§ **OBJETIVOS**
1) No texto sobre Santo Agostinho, substitua "chave interpretativa" por "chave de leitura" e reproduza o trecho entre "Duas Cidades, Dois" e "desprezo de si.", inclusive.
2) Transcreva sem alterações as linhas dos registros que vão da que contém "Query: white cricket trousers" até o fim dos registros, com ambas as extremidades incluídas.

A vida e a obra de Santo Agostinho constituem uma verdadeira ponte entre dois mundos: o antigo, em sua decadência, e o medieval, ainda por florescer. Com mais de duzentas obras escritas em uma época de profundas transformações, Agostinho se tornou um dos pilares fundamentais da civilização cristã que emergiria após o colapso do Império Romano.
A Ruína de Roma e o Nascimento de uma Nova Civilização
Quando Roma foi saqueada pelos visigodos em 410, Santo Agostinho tinha 45 anos. Vinte anos depois, ao entregar sua alma a Deus em 430, sua cidade, Hipona, estava sitiada pelos vândalos. Ele viveu no auge da desagregação da ordem romana, testemunhando a ruína de um esforço civilizacional milenar.
Diante dessa catástrofe, muitos pagãos atribuíram a culpa à crescente influência do cristianismo e ao abandono dos antigos deuses. Em resposta, Santo Agostinho escreveu sua obra-prima: A Cidade de Deus, uma monumental coleção de 22 livros que seria a base para a visão cristã da história e da política nos séculos seguintes.
A Cidade de Deus: Refutação, Construção e Visão Histórica
Dividida em duas partes, a primeira seção da obra refuta as acusações contra o cristianismo, demonstrando que Roma já havia perdido sua virtude antes da conversão ao Evangelho. A segunda parte, a mais influente, apresenta a cosmovisão cristã da história, formulando uma teoria do Estado, da justiça e das relações entre os poderes espiritual e temporal.
Agostinho mostra que toda a história humana é orientada ao triunfo final de Cristo, e que a verdadeira felicidade — objetivo último de todo ser humano — só pode ser alcançada pela ordenação correta do amor e pela busca de Deus.
Duas Cidades, Dois Amores
A principal chave interpretativa de Santo Agostinho para compreender a história e a vida social é a divisão da humanidade entre dois amores, que dão origem a duas cidades simbólicas: Babilônia, fundada no amor de si até o desprezo de Deus, e Jerusalém, no amor de Deus até o desprezo de si.

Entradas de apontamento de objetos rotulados
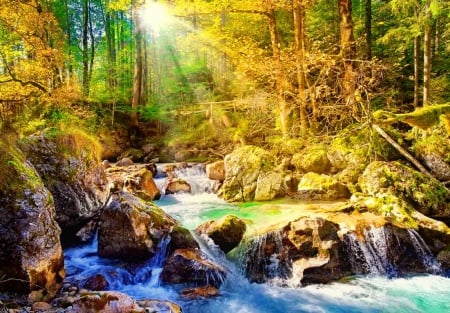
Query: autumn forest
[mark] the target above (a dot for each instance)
(281, 67)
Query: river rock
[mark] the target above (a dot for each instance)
(216, 170)
(176, 185)
(135, 179)
(130, 228)
(105, 302)
(314, 186)
(425, 194)
(226, 232)
(311, 250)
(160, 306)
(312, 159)
(31, 257)
(433, 148)
(192, 266)
(200, 292)
(242, 168)
(97, 282)
(70, 167)
(269, 185)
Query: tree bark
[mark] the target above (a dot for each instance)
(348, 52)
(368, 29)
(138, 70)
(299, 30)
(426, 61)
(285, 110)
(402, 151)
(85, 43)
(416, 71)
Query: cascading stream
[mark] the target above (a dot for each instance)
(371, 255)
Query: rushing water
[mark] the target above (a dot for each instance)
(372, 293)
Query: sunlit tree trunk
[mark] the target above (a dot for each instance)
(368, 29)
(299, 29)
(284, 108)
(348, 52)
(427, 59)
(138, 82)
(85, 43)
(416, 70)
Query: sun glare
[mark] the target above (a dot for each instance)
(154, 16)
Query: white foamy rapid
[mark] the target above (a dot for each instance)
(374, 293)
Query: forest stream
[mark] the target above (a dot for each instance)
(375, 292)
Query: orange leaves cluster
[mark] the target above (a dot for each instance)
(30, 43)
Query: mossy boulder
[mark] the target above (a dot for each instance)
(192, 266)
(354, 148)
(226, 232)
(130, 228)
(424, 193)
(433, 149)
(312, 159)
(31, 257)
(68, 161)
(313, 186)
(243, 167)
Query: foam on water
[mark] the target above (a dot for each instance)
(426, 293)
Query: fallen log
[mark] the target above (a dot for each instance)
(402, 151)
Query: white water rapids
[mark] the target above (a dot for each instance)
(372, 293)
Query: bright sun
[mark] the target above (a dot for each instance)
(154, 16)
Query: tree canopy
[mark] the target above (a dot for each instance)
(301, 66)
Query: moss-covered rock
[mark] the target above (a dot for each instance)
(243, 167)
(130, 228)
(314, 186)
(426, 194)
(312, 159)
(31, 257)
(226, 232)
(353, 149)
(433, 149)
(68, 161)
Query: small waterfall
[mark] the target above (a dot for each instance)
(429, 261)
(150, 273)
(194, 175)
(262, 259)
(370, 254)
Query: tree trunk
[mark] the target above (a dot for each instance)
(85, 51)
(426, 62)
(348, 52)
(285, 110)
(138, 70)
(299, 29)
(416, 70)
(368, 29)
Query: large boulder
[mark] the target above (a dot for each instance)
(311, 250)
(314, 186)
(433, 148)
(105, 301)
(69, 165)
(176, 185)
(269, 185)
(285, 253)
(31, 257)
(192, 266)
(312, 159)
(353, 149)
(243, 167)
(226, 232)
(135, 179)
(426, 194)
(130, 228)
(216, 170)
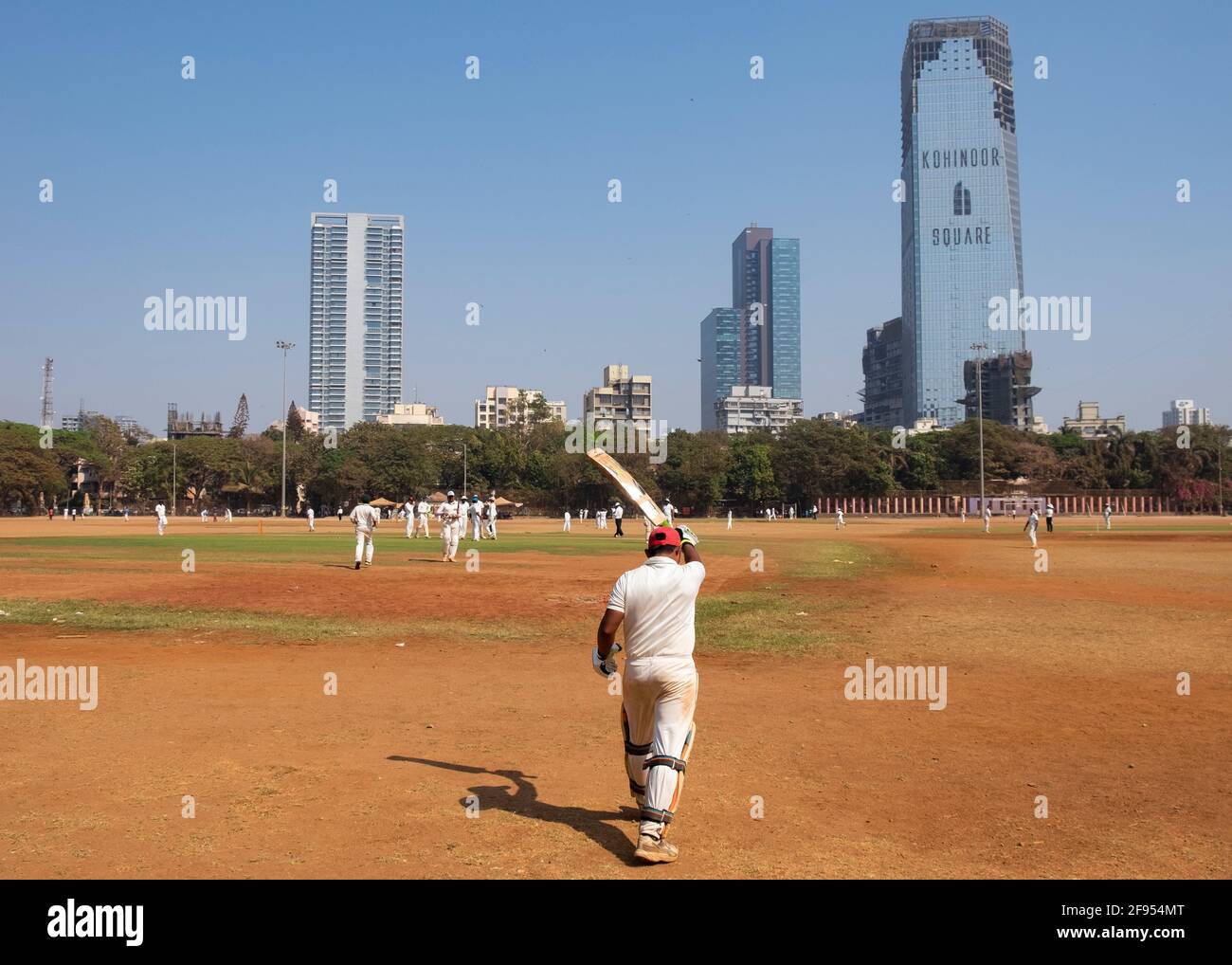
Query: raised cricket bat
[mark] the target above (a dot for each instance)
(636, 495)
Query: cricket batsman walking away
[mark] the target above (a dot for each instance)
(1033, 525)
(656, 603)
(450, 513)
(422, 518)
(365, 519)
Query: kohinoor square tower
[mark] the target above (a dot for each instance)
(961, 227)
(355, 319)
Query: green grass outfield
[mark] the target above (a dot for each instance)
(780, 615)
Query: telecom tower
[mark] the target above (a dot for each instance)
(48, 408)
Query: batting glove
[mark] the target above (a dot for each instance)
(605, 667)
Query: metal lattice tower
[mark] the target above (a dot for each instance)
(48, 410)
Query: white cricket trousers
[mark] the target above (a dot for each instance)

§ **TAREFAS RESOLVIDAS**
1)
Duas Cidades, Dois Amores
A principal chave de leitura de Santo Agostinho para compreender a história e a vida social é a divisão da humanidade entre dois amores, que dão origem a duas cidades simbólicas: Babilônia, fundada no amor de si até o desprezo de Deus, e Jerusalém, no amor de Deus até o desprezo de si.

2)
Query: white cricket trousers
[mark] the target above (a dot for each instance)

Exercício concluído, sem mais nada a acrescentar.